Stored items

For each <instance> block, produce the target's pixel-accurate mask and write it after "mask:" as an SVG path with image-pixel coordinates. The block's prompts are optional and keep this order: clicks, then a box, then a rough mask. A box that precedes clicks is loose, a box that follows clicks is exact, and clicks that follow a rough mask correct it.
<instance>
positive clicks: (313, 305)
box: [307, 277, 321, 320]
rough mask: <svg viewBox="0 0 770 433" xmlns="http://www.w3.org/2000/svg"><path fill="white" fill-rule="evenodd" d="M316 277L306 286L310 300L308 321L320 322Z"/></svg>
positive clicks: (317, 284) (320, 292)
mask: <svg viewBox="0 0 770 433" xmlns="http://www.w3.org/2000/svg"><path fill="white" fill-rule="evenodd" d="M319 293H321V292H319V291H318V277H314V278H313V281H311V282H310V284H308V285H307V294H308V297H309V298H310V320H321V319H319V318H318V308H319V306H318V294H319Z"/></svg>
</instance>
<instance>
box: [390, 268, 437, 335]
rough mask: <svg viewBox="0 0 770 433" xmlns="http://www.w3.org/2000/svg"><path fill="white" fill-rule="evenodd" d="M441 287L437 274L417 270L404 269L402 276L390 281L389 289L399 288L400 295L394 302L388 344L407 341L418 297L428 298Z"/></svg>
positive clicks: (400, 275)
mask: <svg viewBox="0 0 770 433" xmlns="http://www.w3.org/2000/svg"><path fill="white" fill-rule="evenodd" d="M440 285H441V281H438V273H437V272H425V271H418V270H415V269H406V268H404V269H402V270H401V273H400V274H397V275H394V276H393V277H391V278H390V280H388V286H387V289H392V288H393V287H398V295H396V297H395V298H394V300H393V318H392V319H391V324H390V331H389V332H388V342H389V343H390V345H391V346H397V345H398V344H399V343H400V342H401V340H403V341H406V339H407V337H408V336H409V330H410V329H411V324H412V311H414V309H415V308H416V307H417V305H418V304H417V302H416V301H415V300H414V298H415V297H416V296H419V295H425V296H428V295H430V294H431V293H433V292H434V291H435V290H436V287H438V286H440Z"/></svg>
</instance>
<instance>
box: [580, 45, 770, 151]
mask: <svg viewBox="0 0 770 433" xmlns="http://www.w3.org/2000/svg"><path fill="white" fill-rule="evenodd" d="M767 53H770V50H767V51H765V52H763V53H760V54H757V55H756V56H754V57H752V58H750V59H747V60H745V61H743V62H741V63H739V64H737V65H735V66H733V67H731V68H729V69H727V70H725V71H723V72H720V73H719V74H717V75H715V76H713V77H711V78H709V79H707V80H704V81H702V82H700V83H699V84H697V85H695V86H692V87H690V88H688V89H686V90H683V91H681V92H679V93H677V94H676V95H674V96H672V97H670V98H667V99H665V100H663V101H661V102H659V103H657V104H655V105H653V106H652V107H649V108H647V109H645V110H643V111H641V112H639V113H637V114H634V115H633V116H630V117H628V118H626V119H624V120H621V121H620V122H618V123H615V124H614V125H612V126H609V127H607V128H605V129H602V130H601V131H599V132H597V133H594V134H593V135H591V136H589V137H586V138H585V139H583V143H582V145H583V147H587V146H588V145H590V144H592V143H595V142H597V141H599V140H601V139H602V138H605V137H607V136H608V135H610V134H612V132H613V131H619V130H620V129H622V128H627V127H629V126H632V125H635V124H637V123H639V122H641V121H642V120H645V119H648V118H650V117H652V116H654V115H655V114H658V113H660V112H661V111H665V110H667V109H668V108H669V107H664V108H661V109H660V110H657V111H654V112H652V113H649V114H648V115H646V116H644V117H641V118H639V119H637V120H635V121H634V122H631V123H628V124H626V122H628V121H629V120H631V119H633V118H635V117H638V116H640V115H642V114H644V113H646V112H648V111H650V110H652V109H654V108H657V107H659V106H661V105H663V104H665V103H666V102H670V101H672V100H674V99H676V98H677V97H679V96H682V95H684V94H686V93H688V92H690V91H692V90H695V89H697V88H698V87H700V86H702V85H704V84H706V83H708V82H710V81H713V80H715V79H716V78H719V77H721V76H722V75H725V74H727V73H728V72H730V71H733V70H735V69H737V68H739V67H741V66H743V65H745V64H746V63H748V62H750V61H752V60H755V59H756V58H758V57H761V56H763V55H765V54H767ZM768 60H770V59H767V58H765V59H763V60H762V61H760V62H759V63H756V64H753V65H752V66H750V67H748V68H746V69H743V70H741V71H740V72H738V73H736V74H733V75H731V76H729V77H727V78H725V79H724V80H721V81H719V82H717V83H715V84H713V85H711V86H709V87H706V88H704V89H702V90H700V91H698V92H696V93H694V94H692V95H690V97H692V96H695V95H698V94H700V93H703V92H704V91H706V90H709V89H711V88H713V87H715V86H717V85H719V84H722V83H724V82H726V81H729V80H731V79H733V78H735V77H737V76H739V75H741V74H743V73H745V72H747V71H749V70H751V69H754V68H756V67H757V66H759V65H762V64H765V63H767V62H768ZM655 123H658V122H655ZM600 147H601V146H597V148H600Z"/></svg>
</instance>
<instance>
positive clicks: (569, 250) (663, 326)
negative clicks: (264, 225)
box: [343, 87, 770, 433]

#### [PROBLEM STATEMENT]
Nothing but a number is needed: the count of lines above that contain "rough".

#### [SOLUTION BELOW]
3